§ What you need to do: Collect every line in the rows below that contains the word "gate".

§ Records to process:
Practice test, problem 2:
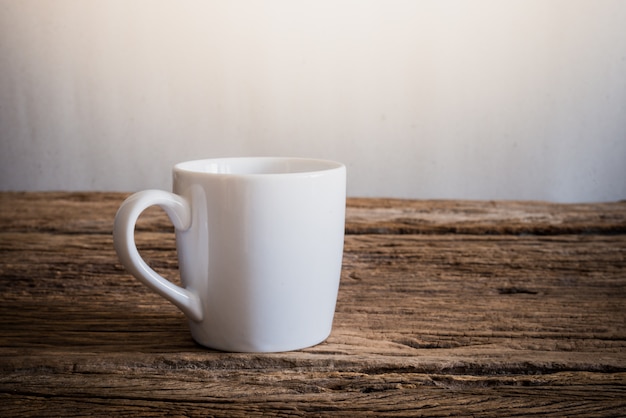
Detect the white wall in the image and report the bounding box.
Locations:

==

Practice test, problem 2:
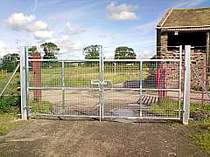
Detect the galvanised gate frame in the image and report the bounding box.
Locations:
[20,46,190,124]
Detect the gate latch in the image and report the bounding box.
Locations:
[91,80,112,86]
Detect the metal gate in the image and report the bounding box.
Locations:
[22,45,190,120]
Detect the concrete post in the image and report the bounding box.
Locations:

§ Answer below:
Detect the galvanised gate frame in the image and report the bounding box.
Detect the gate latch in the image and report the bounding box.
Detect the metal gate in the image and report the bounding box.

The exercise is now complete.